◆ What to do
1 – Repeat word for word the part of the journalism year-in-review text that opens with the words containing "10. David Speers" and closes with "did he really?)".
2 – Carry on the journalism year-in-review text from its final line.

◆ Supplied text
__________

Controversies, turmoil, humility and humour. Steinar Ellingsen looks back at the year in journalism.

*The article has been updated to correct a factual error. We had mistakenly named Hedley Thomas as the journalist from The Australian who wrote that Julia Gillard had set up a “trust fund” rather than a “slush fund” in the paper’s reporting on the AWU saga. This is incorrect. While Hedley Thomas was the journalist who wrote most of the publication’s reports on the issue, the mistake referred to below was made by another reporter. upstart apologises to Hedley Thomas for the mistake. 

10. David Speers asking Bill Shorten about Peter Slipper

When Sky News journalist David Speers interviewed Bill Shorten in April, it appeared the Workplace Relations Minister had received a gagging order from the party and/or the PM. Mr. Shorten did a remarkably poor job of weaselling his way out of Speers’s very straightforward question: ‘do you think Mr. Slipper should return to the chair while these civil claims (of sexual harassment against James Ashby) are being played out?’ As mUmbrella’s Tim Burrowes so neatly put it (borrowing a line from the BBC comedy series The Thick of It), it was ‘like watching a lion rape a sheep. But in a bad way.’

 

9. Jonathan Holmes saying he’s sorry (or did he really?)

__________

◆ Data section
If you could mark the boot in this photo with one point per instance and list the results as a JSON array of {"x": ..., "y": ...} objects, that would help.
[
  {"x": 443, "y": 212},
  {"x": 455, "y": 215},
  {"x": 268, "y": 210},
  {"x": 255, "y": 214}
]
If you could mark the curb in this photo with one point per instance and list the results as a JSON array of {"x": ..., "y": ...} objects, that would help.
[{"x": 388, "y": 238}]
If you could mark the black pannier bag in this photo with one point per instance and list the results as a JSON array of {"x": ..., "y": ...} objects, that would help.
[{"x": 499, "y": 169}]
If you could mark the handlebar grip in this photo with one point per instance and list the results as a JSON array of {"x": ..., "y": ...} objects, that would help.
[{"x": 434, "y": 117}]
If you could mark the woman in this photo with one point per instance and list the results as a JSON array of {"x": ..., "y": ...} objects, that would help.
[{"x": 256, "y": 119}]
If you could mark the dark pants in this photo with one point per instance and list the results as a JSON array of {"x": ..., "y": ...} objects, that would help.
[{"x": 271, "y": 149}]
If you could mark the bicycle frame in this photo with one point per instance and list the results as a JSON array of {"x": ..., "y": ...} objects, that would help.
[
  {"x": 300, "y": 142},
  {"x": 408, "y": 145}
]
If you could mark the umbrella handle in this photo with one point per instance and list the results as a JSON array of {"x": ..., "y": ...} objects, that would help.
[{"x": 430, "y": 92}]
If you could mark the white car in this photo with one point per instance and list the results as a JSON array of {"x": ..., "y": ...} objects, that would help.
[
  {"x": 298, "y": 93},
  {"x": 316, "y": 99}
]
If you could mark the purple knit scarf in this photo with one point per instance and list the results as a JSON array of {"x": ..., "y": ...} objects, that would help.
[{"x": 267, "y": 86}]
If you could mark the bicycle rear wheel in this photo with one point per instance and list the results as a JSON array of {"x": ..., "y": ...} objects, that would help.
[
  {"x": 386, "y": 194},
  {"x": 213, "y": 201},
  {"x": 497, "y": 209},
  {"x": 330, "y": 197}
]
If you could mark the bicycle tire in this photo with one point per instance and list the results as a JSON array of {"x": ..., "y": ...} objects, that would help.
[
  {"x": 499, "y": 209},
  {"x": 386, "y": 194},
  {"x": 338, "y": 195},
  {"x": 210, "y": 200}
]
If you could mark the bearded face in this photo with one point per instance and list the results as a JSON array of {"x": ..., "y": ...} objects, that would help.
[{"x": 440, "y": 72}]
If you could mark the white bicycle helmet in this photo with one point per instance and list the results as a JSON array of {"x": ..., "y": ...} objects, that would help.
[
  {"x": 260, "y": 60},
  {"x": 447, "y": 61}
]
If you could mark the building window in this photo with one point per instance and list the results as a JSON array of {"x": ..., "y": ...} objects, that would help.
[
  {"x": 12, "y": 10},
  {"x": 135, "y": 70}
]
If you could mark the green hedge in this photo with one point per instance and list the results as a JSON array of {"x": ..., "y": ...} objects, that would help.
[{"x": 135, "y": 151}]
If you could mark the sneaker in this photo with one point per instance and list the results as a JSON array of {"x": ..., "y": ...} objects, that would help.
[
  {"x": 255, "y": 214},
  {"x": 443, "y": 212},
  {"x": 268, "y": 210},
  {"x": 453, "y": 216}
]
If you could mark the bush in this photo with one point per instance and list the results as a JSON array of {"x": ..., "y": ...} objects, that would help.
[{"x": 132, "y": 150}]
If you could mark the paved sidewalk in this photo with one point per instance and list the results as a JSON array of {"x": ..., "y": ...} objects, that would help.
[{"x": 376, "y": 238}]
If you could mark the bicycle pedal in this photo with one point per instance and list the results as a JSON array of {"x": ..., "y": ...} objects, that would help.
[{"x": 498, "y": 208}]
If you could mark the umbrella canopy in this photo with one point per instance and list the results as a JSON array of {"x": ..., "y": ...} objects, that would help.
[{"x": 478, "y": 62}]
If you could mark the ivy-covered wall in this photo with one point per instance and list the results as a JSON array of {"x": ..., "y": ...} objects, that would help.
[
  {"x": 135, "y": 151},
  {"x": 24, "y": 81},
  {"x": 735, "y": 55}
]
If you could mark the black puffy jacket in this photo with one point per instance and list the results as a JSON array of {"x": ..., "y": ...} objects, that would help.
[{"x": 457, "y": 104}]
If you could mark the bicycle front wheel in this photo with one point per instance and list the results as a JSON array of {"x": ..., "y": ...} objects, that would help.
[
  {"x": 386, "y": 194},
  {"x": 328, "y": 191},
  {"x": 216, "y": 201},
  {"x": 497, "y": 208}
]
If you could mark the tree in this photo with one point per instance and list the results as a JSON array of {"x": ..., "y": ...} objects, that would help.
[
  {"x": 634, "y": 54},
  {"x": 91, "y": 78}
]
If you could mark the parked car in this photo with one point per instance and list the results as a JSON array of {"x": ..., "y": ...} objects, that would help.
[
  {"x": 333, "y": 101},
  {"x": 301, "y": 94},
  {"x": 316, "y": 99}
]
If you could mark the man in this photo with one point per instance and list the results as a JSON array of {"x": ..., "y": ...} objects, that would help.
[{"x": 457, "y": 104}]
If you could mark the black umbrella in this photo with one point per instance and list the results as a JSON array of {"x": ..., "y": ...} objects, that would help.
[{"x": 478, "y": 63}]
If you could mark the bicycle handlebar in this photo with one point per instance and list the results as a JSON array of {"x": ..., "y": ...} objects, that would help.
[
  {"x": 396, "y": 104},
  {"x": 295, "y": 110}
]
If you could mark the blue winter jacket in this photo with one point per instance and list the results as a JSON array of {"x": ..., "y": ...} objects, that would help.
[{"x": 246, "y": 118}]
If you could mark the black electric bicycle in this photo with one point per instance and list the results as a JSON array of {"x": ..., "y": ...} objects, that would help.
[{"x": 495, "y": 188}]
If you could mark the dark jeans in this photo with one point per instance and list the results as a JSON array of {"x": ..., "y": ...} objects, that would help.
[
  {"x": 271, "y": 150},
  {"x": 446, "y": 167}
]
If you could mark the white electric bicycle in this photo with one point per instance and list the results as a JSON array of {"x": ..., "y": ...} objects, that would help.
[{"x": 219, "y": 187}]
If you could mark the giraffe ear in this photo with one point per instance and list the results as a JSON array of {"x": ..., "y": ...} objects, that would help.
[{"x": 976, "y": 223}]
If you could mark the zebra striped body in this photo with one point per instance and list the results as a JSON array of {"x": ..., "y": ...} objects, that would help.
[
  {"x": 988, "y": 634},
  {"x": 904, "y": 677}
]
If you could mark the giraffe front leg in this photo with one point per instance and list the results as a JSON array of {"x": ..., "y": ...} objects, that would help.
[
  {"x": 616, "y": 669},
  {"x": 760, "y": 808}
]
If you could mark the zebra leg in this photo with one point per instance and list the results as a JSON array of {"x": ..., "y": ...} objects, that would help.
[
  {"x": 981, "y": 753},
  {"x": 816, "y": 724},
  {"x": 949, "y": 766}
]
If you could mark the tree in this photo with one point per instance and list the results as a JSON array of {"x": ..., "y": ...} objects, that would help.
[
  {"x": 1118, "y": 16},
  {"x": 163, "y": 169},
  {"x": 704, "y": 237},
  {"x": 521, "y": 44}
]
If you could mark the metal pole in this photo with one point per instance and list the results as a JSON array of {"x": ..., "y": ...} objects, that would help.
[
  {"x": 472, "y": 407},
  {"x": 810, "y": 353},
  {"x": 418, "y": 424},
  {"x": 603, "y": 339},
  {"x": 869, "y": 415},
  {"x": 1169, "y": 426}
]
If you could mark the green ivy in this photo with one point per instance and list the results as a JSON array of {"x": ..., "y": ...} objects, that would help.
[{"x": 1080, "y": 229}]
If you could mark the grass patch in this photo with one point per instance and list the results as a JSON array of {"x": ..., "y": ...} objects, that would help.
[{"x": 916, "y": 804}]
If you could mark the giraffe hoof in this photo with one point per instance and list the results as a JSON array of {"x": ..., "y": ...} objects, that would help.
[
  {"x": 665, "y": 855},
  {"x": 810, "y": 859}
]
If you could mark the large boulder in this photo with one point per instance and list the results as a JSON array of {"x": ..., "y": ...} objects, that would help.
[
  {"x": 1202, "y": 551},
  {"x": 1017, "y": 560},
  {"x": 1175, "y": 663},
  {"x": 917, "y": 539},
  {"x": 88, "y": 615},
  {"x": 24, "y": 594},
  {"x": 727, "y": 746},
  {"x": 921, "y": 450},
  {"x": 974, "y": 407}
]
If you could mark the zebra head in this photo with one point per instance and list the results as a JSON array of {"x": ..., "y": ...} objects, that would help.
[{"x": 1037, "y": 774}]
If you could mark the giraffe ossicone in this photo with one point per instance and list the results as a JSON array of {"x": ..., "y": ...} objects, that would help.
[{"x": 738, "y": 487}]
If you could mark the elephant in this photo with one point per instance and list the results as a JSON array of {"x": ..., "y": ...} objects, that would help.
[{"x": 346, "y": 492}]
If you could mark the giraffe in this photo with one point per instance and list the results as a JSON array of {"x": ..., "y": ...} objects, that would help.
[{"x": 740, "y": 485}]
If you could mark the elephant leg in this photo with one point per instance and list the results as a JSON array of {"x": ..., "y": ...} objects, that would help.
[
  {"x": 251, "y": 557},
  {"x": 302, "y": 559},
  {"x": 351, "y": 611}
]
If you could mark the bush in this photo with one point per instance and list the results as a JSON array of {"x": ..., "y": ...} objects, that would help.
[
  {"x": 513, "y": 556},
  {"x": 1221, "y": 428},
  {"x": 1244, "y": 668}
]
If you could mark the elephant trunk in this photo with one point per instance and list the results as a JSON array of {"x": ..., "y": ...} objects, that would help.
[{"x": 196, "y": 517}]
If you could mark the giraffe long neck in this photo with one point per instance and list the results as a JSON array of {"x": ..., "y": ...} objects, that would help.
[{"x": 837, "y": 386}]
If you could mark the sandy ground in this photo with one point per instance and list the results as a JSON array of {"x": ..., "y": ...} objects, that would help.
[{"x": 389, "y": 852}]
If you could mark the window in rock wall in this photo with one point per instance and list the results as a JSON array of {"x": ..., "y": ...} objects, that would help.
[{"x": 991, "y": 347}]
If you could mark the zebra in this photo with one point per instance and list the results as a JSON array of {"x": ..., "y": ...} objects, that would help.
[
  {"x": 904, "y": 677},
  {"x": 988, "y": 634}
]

__________

◆ Exercise answers
1 –
10. David Speers asking Bill Shorten about Peter Slipper

When Sky News journalist David Speers interviewed Bill Shorten in April, it appeared the Workplace Relations Minister had received a gagging order from the party and/or the PM. Mr. Shorten did a remarkably poor job of weaselling his way out of Speers’s very straightforward question: ‘do you think Mr. Slipper should return to the chair while these civil claims (of sexual harassment against James Ashby) are being played out?’ As mUmbrella’s Tim Burrowes so neatly put it (borrowing a line from the BBC comedy series The Thick of It), it was ‘like watching a lion rape a sheep. But in a bad way.’

 

9. Jonathan Holmes saying he’s sorry (or did he really?)

2 –
The biter bit. The critic castigated. The pontificator pwned.’ 

There is something enticing about seeing the moral high ground humbled. Therefore, it was with a degree of anticipation and schadenfreude as we awaited this year’s 35th episode of Media Watch. The watchdog who watches the watchdog had been corrected by the ACMA for breaching standard 5.3 of the ABC’s code of practice. More specifically, the broadcast regulator found Media Watch had not offered the Daily Telegraph’s Anthony Clennell appropriate opportunity to respond to criticism against his piece on pokie reforms in 2011. On the program, Jonathan Holmes responded to the ACMA’s ruling by offering his apology. However, as noted by Crikey’s David Salter, there was a ‘rather bizarre and Alice in Wonderland flavour to this whole episode.’

 

8. Four Corners: The Comeback Kid?

The ABC‘s investigation into Julia Gillard’s leadership coup in 2010 presented a detailed timeline of events that led to the fall of Kevin Rudd. The topic never left the news agenda, even after Gillard’s re-election. It was becoming all too obvious that Kevin Rudd was not the ‘happy little Vegemite’ he claimed to be as the Foreign Minister of Australia. After months of widespread media speculation about another pending leadership battle, was perhaps this the report that finally set it in motion? The program can be viewed in its entirety on Four Corners’ web site. Below is a small excerpt for the purpose of this review, featuring Labor campaigner Bruce Hawker, Four Corners reporter Andrew Fowler, and KRudd starring in the role as the not-so-happy Vegemite).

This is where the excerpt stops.